### Given passage
· · · ·

That said, TNT’s playoff ratings have largely held up during its priciest windows. Per Nielsen, TNT is currently averaging 2.56 million viewers for its games airing in East Coast primetime, down just 11% from the year-ago 2.88 million. And that’s not just geographical bias talking: 48% of all TV homes are in the Eastern time zone (versus 16% out west, 29% in the Central zone and 7% in the rugged Mountain region). East Coast prime is where it’s at.
While the NBA media partners over the course of the playoffs may have to shell out more than a few audience deficiency units, TNT arguably has the best shot at putting together a pre-Finals hot streak. The Turner net is scheduled to carry the entirety of the Western Conference Finals, and if Vegas bookmakers are anything to go by, the top-rated rivals from Los Angeles are overwhelming favorites to meet up in the next round. Oddsmakers have the Clippers listed at +110 to win the West, edging the Lakers chances (+130). The Rockets are much further behind in the bookies’ estimation (+700), while the Nuggets (+1400) are gaining ground and the Thunder (+3330) are mere afterthoughts.
If LeBron James and Kawhi Leonard do meet up in the Western Conference Finals, TNT’s asking price will likely top $300,000 per :30. Should that series go the full seven, the network will have gone a long way toward salvaging an absolutely murderous fiscal year. Per SMI, TNT over the course of its 44 postseason telecasts in 2019 booked $268.8 million in ad sales—this despite being saddled with a less-than-favorable Eastern Conference Finals matchup that featured a team from a market with just 0.8% of all TV homes (Milwaukee) and another franchise that doesn’t even have a domestic footprint (Toronto).
Which isn’t to say that Disney’s TV group won’t make some noise of its own under the bubble. After all, ABC enjoys the rights to air the NBA Finals, and if the gods of heated roundball rivalries are in any mood to favor us with a seven-game Celtics-Lakers championship series, the Mouse House will be basking in auto, insurance and sneaker dollars. The last time these two antagonists met in the Finals (2010), the series went the distance, averaging 18.1 million viewers and a 10.6 rating on ABC. Game 7 scared up 28.2 million viewers and a 15.6 rating.
Hampered by the presence of the non-affiliated Raptors, ABC’s coverage of the six games of the 2019 NBA Finals averaged 14.9 million viewers and an 8.8 rating, down 15% and 12%, respectively, versus the year-ago Warriors-Cavs sweep (17.5 million/10.0). ABC charged advertisers an average rate of $671,697 per unit in last season’s title tilt.
While Disney didn’t break out its quarterly ad sales results, saying only that “total ESPN advertising revenue was down significantly in the third quarter due to the impact of COVID-19 and the absence of the NBA and other significant live sports programming,” the media unit’s overall revenue slipped 10% to $4.03 billion. As was the case with Turner Sports, Disney’s sales declines were offset by curtailed production expenses and delayed rights fees.
The delay of the NBA Finals caused sales at Disney’s media unit to fall 36% in June, per SMI estimates.
(This story has updated Western conference champion odds following Denver’s Game 7 win over Utah.)

· · · ·

### Material shown
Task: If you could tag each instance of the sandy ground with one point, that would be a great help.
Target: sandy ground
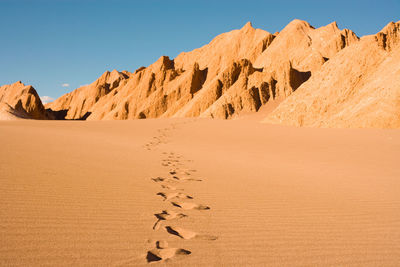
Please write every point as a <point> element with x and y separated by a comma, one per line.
<point>82,193</point>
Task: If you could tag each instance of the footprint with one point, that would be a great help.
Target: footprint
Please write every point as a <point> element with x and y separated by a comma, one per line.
<point>171,195</point>
<point>166,215</point>
<point>186,179</point>
<point>162,252</point>
<point>189,206</point>
<point>170,187</point>
<point>162,179</point>
<point>187,234</point>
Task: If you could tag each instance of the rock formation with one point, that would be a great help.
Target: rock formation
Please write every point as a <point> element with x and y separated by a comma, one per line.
<point>78,103</point>
<point>21,101</point>
<point>359,87</point>
<point>217,80</point>
<point>323,77</point>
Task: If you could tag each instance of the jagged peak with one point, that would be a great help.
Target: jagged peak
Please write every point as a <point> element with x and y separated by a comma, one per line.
<point>247,26</point>
<point>163,63</point>
<point>297,23</point>
<point>390,26</point>
<point>20,83</point>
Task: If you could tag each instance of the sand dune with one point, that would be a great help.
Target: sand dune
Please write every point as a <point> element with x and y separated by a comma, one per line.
<point>87,193</point>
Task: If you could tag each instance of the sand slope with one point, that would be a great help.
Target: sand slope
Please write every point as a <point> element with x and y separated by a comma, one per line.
<point>90,193</point>
<point>359,87</point>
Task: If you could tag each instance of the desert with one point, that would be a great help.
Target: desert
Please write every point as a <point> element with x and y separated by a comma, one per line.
<point>254,149</point>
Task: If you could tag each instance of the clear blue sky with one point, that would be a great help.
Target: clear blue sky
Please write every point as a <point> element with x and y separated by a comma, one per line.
<point>50,43</point>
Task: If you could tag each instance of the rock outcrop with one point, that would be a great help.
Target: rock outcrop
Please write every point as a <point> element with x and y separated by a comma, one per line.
<point>359,87</point>
<point>217,80</point>
<point>77,105</point>
<point>21,101</point>
<point>324,77</point>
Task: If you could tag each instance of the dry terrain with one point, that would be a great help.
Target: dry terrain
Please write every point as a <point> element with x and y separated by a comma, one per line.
<point>187,192</point>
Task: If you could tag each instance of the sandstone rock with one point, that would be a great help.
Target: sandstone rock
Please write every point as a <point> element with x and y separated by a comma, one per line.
<point>22,101</point>
<point>358,87</point>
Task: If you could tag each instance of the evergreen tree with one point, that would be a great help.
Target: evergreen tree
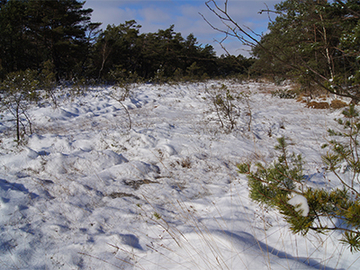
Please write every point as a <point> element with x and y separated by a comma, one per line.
<point>314,41</point>
<point>282,185</point>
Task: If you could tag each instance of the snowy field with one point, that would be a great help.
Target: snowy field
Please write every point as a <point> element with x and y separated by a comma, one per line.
<point>86,192</point>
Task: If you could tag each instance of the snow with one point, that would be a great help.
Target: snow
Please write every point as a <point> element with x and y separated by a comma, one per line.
<point>86,192</point>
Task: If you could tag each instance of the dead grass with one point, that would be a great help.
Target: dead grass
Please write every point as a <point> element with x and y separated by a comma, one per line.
<point>318,105</point>
<point>338,104</point>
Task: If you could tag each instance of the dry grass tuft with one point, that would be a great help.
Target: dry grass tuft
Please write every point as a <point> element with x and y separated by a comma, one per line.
<point>338,104</point>
<point>318,105</point>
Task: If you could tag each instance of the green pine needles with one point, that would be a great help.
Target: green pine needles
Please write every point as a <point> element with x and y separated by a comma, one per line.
<point>282,185</point>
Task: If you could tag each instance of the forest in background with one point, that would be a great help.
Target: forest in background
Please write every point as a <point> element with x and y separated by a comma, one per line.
<point>58,37</point>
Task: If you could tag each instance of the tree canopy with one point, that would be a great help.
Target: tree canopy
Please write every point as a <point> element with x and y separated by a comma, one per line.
<point>315,42</point>
<point>38,34</point>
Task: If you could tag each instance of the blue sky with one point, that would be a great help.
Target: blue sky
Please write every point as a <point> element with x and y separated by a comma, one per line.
<point>154,15</point>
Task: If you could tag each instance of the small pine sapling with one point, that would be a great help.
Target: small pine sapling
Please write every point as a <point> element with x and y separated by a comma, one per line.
<point>282,185</point>
<point>18,90</point>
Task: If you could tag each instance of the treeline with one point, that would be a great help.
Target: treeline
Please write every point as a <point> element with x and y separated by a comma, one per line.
<point>315,42</point>
<point>57,37</point>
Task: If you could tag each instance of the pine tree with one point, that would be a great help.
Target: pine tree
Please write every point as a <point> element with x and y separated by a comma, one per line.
<point>282,185</point>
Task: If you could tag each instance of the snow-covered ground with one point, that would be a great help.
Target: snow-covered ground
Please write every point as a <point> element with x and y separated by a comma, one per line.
<point>86,192</point>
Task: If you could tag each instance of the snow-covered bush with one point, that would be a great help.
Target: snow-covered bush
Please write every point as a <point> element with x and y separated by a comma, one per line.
<point>282,185</point>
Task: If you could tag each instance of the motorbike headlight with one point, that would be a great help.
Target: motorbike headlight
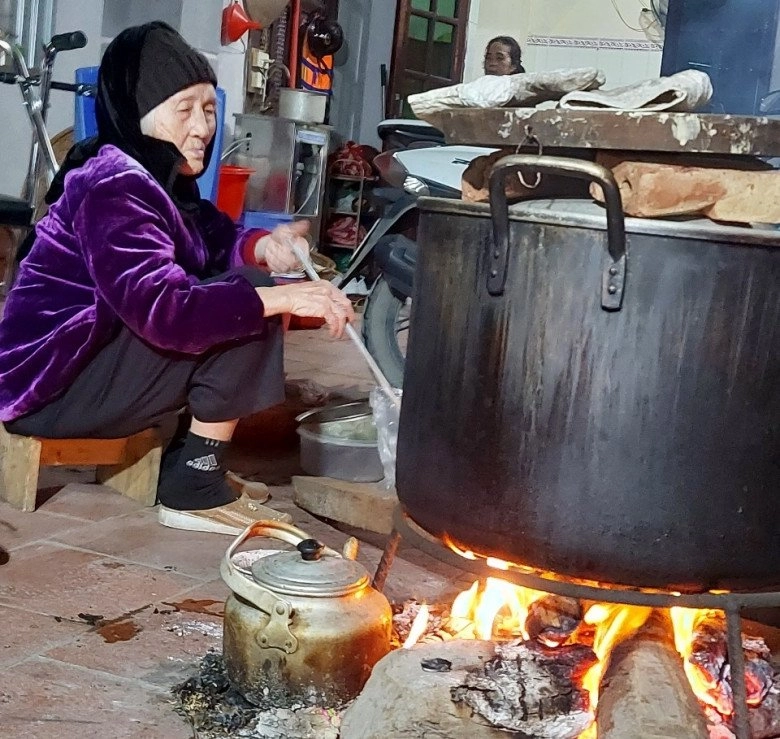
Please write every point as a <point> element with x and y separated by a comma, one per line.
<point>416,187</point>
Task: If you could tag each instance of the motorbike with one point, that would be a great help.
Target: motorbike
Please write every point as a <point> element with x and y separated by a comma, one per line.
<point>423,167</point>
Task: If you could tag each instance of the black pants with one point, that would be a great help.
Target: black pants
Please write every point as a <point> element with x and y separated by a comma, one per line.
<point>130,386</point>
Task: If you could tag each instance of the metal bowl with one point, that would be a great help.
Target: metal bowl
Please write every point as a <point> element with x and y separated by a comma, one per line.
<point>340,442</point>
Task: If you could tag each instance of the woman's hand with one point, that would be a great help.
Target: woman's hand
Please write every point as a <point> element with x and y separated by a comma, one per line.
<point>275,249</point>
<point>319,299</point>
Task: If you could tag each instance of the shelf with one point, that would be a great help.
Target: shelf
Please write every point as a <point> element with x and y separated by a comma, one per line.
<point>331,245</point>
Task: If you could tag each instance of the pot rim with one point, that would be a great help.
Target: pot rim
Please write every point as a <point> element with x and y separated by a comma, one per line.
<point>588,214</point>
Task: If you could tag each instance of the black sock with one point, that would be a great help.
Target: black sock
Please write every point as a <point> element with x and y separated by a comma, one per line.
<point>192,477</point>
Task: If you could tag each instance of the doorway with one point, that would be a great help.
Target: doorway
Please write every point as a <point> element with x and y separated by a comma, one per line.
<point>428,50</point>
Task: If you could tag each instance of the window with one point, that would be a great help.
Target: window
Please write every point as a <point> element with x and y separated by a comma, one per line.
<point>428,50</point>
<point>29,23</point>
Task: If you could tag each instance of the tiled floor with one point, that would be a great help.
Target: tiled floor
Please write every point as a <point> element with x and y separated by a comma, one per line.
<point>102,610</point>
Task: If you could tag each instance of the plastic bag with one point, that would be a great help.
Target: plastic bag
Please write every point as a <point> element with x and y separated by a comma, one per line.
<point>386,414</point>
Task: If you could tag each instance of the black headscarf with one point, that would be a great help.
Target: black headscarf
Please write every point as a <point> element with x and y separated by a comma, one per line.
<point>142,67</point>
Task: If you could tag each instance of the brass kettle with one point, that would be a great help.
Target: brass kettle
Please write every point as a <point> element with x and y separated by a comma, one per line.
<point>302,625</point>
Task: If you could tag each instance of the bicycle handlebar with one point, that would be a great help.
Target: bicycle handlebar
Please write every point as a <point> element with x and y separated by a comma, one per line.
<point>68,41</point>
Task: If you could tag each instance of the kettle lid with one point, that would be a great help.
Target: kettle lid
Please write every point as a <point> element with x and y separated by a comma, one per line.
<point>306,572</point>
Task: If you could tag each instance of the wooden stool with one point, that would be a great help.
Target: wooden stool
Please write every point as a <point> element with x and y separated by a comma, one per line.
<point>130,465</point>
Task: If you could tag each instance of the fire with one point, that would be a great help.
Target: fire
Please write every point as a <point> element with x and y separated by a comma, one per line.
<point>483,605</point>
<point>613,623</point>
<point>705,685</point>
<point>418,627</point>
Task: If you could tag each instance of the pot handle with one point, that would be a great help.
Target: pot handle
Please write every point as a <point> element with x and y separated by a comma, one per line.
<point>614,277</point>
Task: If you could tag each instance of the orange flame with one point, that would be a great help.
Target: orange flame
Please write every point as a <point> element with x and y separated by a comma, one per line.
<point>614,623</point>
<point>483,606</point>
<point>419,625</point>
<point>705,686</point>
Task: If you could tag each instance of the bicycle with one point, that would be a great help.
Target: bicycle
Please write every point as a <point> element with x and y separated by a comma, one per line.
<point>19,212</point>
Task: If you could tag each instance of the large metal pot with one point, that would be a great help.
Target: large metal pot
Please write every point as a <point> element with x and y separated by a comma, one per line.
<point>302,626</point>
<point>602,408</point>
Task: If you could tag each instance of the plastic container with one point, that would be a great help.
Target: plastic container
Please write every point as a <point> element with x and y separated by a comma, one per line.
<point>264,219</point>
<point>231,190</point>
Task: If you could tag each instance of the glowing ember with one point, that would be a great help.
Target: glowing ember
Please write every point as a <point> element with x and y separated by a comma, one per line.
<point>707,684</point>
<point>613,623</point>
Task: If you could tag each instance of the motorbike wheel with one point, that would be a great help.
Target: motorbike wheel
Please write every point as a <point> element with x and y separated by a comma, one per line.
<point>385,330</point>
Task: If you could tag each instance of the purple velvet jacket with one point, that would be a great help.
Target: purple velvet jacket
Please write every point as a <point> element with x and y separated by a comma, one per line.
<point>113,250</point>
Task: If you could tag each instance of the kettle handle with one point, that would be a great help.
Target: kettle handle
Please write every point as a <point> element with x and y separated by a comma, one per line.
<point>614,278</point>
<point>273,530</point>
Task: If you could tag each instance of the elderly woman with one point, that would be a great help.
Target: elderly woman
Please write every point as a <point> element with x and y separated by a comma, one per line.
<point>503,56</point>
<point>138,299</point>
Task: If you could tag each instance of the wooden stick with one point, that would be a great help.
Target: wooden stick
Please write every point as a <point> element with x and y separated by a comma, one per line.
<point>353,335</point>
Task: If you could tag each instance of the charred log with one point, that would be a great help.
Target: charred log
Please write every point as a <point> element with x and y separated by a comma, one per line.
<point>645,686</point>
<point>709,658</point>
<point>531,689</point>
<point>553,619</point>
<point>765,718</point>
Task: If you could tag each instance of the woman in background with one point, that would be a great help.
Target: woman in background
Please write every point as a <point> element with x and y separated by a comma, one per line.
<point>503,55</point>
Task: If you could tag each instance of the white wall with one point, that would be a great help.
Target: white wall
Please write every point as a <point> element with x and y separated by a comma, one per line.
<point>556,34</point>
<point>200,25</point>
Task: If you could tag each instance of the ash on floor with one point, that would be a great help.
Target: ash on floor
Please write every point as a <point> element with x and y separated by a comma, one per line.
<point>215,710</point>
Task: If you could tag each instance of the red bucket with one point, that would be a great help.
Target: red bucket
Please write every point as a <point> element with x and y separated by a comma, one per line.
<point>231,189</point>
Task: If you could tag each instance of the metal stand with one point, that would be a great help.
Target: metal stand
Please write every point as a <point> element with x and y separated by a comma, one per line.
<point>732,604</point>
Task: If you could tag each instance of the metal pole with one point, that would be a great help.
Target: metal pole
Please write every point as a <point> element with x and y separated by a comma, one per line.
<point>388,556</point>
<point>737,667</point>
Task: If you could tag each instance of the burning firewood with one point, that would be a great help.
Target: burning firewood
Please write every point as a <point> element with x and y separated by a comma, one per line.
<point>709,669</point>
<point>765,718</point>
<point>553,619</point>
<point>530,688</point>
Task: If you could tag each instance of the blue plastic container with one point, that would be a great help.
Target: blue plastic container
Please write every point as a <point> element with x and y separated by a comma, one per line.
<point>262,219</point>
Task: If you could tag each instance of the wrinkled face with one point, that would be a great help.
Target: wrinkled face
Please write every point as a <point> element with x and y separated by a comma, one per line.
<point>498,59</point>
<point>188,120</point>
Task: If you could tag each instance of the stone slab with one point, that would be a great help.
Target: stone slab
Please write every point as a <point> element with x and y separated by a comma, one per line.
<point>366,506</point>
<point>630,130</point>
<point>400,699</point>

· · · ·

### Problem description
In the passage on NBA playoff TV advertising, how much did TNT book in ad sales across its 44 postseason telecasts in 2019?

### Reply to the exercise
$268.8 million